▸ Text segment:
—————
The drug development process can stretch for over a decade, though many important decisions occur before any clinical development or company investments occur. Here at the start is when consumers are exerting greater influence.
“The question isn’t how to get a drug approved. The question is how you get a private company to make the drug in the first place,” says Nancy Goodman, founder and executive director of Kids V Cancer, a patient organization that promotes pediatric cancer research.
The group was instrumental in advocating for the 2012 Creating Hope Act, which encourages manufacturers to develop new drugs for children with rare diseases. Under the law, a company that develops a drug for a pediatric rare disease receives a voucher when the drug is approved by the FDA. The voucher can be used to obtain priority review by the FDA for any new drug application, which can shave months off of a product’s review time. The voucher can be sold or transferred from one holder to another without limitation.
In July 2014, the first priority review voucher was sold by BioMarin Pharmaceutical Inc. for $67.5 million. The company received the voucher for a drug it developed to treat Morquio A Syndrome, a rare inherited disease that occurs in 1 out of every 200,000 births.60 BioMarin sold the voucher to Sanofi and Regeneron, which used it to obtain priority review from the FDA for a new cardiovascular drug—a market which is fiercely competitive. BioMarin CEO Jean-Jacques Bienaimé said the company will use the proceeds from the sale to reinvest in developing products to treat rare diseases.
According to Goodman, the program is correcting market failures that keep pharmaceutical companies from developing certain drugs. “Large pharmaceutical companies have a responsibility to their shareholders,” she told HRI. “Part of their mission is to maximize financial wealth. There’s nothing wrong with that. It’s the system we’ve created. But the way you maximize profits is by having the biggest hit. That’s never going to be [a drug for] kids with cancer the same way it’s with a drug like Lipitor.”
It may be too soon to tell how successful the program will be in generating more research, treatments and cures. But the outlook appears good. A second voucher was sold to Gilead Sciences for $125 million by Knight Therapeutics in November 2014.62 And some in Congress are looking to expand the use of vouchers for other diseases and conditions. Lawmakers recently added Ebola to the list of tropical diseases that could qualify a manufacturer for a priority review voucher if they develop a vaccine or treatment.
—————
▸ What the exercise asks: According to the text on priority review vouchers, how much did BioMarin Pharmaceutical Inc. sell the first voucher for in July 2014? Answer using only the text above.

▸ Extracted information:
—————
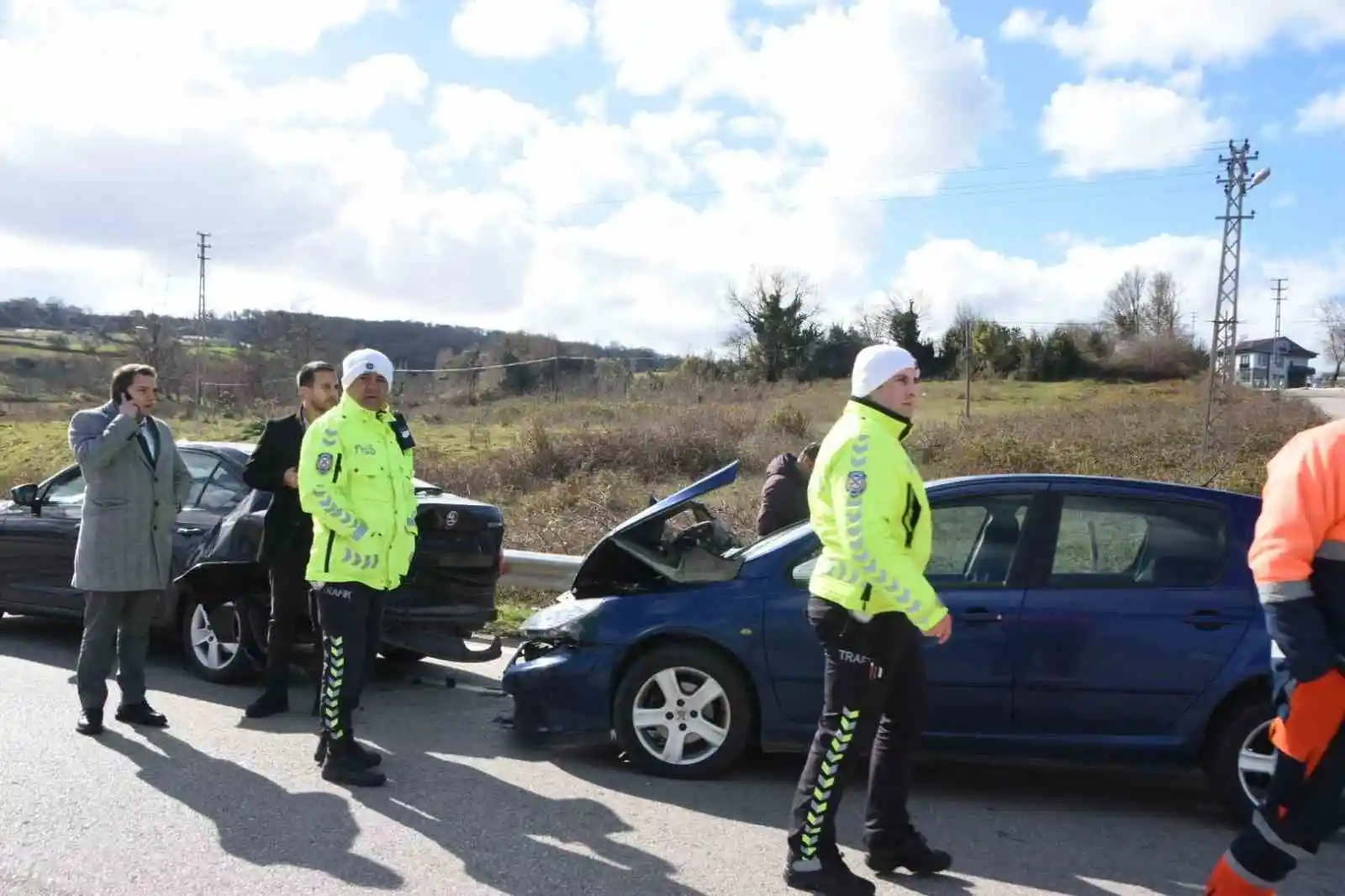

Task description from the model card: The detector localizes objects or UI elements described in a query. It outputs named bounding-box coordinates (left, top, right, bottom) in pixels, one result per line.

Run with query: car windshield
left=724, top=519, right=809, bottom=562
—————
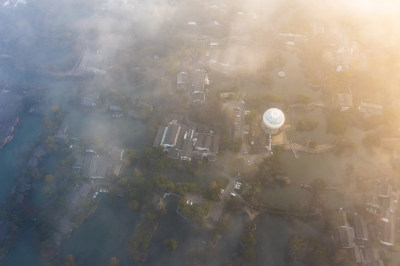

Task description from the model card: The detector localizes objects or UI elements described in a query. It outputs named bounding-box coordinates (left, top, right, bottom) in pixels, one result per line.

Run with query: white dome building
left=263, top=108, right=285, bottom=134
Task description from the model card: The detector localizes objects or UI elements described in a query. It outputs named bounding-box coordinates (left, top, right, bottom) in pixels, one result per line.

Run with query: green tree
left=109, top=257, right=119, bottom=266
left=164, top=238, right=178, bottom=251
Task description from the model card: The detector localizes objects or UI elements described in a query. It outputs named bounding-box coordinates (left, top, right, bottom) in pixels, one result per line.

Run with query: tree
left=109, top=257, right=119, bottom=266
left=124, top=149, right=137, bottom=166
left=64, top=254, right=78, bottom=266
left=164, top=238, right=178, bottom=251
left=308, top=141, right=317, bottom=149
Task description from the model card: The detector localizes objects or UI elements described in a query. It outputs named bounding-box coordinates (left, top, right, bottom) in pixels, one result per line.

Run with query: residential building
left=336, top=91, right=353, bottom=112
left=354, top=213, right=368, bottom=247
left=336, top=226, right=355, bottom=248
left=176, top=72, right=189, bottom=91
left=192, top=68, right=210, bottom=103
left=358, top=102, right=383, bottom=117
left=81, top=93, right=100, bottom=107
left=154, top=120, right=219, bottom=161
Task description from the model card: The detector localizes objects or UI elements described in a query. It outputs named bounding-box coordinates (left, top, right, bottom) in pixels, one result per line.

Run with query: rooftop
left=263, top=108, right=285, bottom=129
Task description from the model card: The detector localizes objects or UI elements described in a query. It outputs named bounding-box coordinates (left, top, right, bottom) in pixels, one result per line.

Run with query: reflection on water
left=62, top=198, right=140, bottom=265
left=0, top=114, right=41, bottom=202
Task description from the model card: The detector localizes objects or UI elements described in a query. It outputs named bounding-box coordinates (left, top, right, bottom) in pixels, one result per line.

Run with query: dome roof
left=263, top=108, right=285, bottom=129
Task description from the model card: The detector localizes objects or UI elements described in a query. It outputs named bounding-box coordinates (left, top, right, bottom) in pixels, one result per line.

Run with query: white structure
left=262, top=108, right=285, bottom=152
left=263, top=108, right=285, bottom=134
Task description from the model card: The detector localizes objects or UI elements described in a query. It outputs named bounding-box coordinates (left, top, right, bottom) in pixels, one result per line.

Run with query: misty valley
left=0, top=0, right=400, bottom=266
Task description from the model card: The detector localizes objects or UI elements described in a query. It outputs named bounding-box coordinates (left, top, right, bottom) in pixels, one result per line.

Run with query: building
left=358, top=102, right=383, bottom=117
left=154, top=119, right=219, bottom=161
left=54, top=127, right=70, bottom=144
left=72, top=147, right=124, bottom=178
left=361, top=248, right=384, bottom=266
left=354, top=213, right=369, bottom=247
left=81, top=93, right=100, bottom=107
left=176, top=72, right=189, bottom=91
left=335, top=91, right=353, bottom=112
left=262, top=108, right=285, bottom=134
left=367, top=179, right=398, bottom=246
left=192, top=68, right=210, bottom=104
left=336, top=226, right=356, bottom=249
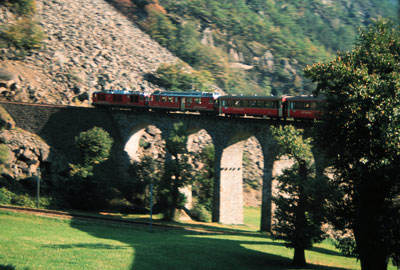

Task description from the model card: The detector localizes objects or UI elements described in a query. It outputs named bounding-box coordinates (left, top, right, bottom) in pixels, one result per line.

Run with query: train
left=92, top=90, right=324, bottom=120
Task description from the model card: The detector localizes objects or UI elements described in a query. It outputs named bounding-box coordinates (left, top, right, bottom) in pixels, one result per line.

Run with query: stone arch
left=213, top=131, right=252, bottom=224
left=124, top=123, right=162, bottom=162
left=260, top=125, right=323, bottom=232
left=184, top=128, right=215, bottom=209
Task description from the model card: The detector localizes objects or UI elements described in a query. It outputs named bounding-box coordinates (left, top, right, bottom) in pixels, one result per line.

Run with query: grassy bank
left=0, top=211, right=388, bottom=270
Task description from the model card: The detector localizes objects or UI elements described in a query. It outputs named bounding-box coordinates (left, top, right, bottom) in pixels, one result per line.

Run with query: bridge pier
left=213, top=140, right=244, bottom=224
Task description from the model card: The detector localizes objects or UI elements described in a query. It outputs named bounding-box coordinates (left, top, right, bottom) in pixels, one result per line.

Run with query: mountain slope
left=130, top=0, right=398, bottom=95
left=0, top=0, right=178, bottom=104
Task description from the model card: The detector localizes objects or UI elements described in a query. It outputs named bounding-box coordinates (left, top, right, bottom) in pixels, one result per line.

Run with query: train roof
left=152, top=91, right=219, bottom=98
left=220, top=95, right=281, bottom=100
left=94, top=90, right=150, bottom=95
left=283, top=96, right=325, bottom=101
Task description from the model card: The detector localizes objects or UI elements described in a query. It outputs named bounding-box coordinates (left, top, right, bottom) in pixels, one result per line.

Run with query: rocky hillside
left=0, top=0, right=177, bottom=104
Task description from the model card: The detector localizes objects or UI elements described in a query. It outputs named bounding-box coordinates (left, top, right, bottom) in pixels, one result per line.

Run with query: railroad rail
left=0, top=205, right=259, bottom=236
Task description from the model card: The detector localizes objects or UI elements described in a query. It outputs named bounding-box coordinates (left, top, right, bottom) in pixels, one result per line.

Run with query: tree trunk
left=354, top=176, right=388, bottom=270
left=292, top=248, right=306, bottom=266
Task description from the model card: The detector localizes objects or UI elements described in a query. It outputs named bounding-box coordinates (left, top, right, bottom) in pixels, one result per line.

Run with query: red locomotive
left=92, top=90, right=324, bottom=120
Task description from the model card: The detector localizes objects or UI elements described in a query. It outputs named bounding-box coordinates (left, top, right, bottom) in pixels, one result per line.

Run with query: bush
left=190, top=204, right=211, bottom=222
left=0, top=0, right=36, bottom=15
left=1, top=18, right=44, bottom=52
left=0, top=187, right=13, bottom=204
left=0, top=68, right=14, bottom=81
—————
▸ Response to this exercise: $67.5 million.